• _Excerpted text_
####################

Inositol is a nutritional compound that is a "work horse" nutrient for women with PCOS.
Although inositol is widely considered a member of the B-vitamin family, it is technically not a vitamin because the body can manufacture inositol and is not required to get it from the diet.
However, studies from Universite de Sherbrooke in Canada have shown that women with PCOS excrete more inositol than other women do.
Therefore, it may be beneficial to consume supplemental inositol.
We have about 75 medical studies on file suggesting that adequate inositol levels can be helpful for several PCOS-related issues:
Two recent studies confirm earlier studies that inositol improves hormone balance and helps to restore normal cycles in women who have polycystic ovarian syndrome.
In the most recent study, from the University of Modena and Reggio Emilia in Italy, 25 overweight PCOS women were given 2 grams of inositol daily for 12 weeks. Menstrual cycles were restored in all women who did not have a normal cycle. Insulin resistance, a primary cause of polycystic ovary syndrome, was reduced.

####################

• _What is required_
Write out the inositol text word for word, everything from "However, studies from" down to "polycystic ovarian syndrome.".

• _Extracted data_
####################

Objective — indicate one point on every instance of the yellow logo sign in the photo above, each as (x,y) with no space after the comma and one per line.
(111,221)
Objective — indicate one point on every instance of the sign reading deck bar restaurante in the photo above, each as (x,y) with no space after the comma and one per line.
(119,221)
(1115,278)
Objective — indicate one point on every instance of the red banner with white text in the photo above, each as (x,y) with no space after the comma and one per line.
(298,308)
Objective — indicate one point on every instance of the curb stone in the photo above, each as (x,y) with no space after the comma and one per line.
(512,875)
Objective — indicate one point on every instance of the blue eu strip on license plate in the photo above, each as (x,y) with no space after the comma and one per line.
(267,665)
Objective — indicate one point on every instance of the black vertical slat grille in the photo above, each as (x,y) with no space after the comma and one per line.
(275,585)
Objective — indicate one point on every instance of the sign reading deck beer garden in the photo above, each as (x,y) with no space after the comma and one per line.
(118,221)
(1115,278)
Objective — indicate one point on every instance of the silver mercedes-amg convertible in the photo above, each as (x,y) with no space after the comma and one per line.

####################

• _Your response_
However, studies from Universite de Sherbrooke in Canada have shown that women with PCOS excrete more inositol than other women do.
Therefore, it may be beneficial to consume supplemental inositol.
We have about 75 medical studies on file suggesting that adequate inositol levels can be helpful for several PCOS-related issues:
Two recent studies confirm earlier studies that inositol improves hormone balance and helps to restore normal cycles in women who have polycystic ovarian syndrome.